▶ **What you will do**
1. List every researcher named in the passage on vegetation classification from remote sensing imagery.
2. Revise the stretch of the records from the line containing "Objective: a point on each instance of the mustache" through the end of the records, changing "instance" to "occurrence" and leaving everything else as is.

Researchers have investigated the impact of temporal resolution or phenology on the extraction of vegetation information in natural environments using high-spatial-resolution imagery [
5,
6,
7,
8]. They have demonstrated the advantages of using multi-temporal or multi-temporal images over single high-resolution remote sensing images for vegetation classification [
9,
10,
11]. multi-temporal high-resolution image is crucial for capturing key phenological developmental characteristics of tree species during different transitional periods. In wetland environments, Kristie [
12] explored the use of bi-seasonal and single-temporal WorldView-2 satellite data to map four adjacent plant communities and three mangrove types. The results indicated that bi-seasonal data were more effective in distinguishing all areas of interest compared to single-temporal data. For forested areas, Li Zhe [
13]. found that among the timing, feature selection, and classifiers, the timing had the greatest impact on tree species classification results, based on GF-2 images from January, April, and November. These previous studies were limited by the timing of image acquisition, with each study covering only 2–3 phenological phases during the growing season. Therefore, there is a need for more systematic research that utilizes images captured during each phenological phase across four growing seasons to fill this gap. Such studies would provide a comprehensive understanding of the importance of phenology at different taxonomic levels, facilitating the refined classification of mountainous vegetation.
With the rapid development of remote sensing technology, UAV aerial images has demonstrated unique advantages in vegetation classification due to its centimeter-level spatial resolution and flexible acquisition cycles [
14,
15]. Compared to traditional satellite remote sensing, UAV platforms can overcome cloud interference and revisit cycle limitations. Particularly in heterogeneous terrains such as mountainous areas and urban green spaces, their multi-angle and multi-temporal data acquisition capabilities effectively capture spatiotemporal variations in vegetation canopy structure and phenological features, providing a data foundation for refined classification [
16]. For instance, Wen Yuting [
17] et al. explored technical pathways for precise tree species classification in small regions using UAV visible-light imagery combined with object-oriented classification methods, verifying its application potential in forest resource management. She Jie [
18] et al. achieved vegetation classification accuracy exceeding 91% by integrating UAV images with object-oriented segmentation and machine learning algorithms (Support Vector Machine and Random Forest). These studies indicate that the high spatial resolution of UAV images can significantly alleviate mixed-pixel issues in mountainous environments, while its flexible temporal combinations better capture spectral differences during critical phenological phases of vegetation, thereby enhancing classification accuracy in complex scenarios.

▶ **Source material**

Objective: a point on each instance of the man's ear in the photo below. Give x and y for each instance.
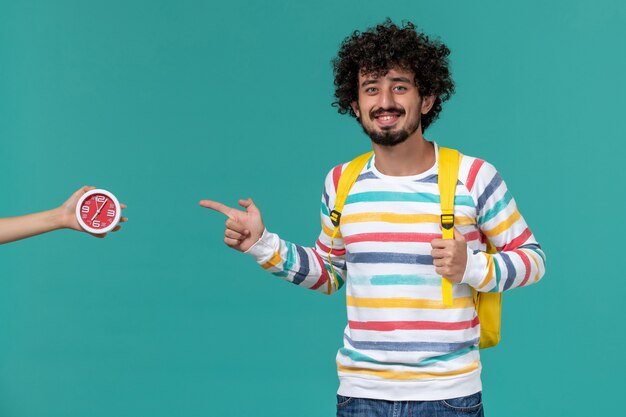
(427, 104)
(355, 108)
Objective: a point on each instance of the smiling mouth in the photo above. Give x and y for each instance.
(387, 118)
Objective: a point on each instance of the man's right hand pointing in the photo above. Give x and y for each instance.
(243, 228)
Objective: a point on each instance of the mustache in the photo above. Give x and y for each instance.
(395, 110)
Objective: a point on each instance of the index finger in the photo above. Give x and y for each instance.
(217, 206)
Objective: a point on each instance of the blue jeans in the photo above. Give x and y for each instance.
(470, 406)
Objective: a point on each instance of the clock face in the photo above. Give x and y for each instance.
(98, 211)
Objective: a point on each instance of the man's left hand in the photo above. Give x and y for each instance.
(450, 257)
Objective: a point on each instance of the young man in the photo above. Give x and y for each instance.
(62, 217)
(405, 352)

▶ **Answers to the exercise**
1.
Kristie
Li Zhe
Wen Yuting
She Jie

2.
Objective: a point on each occurrence of the mustache in the photo above. Give x and y for each occurrence.
(395, 110)
Objective: a point on each occurrence of the index finger in the photo above. Give x and y for each occurrence.
(217, 206)
Objective: a point on each occurrence of the blue jeans in the photo above. Give x and y for each occurrence.
(470, 406)
Objective: a point on each occurrence of the clock face in the photo above. Give x and y for each occurrence.
(98, 211)
Objective: a point on each occurrence of the man's left hand in the photo above. Give x and y for each occurrence.
(450, 257)
Objective: a point on each occurrence of the young man in the photo above. Give x and y for each occurrence.
(62, 217)
(405, 352)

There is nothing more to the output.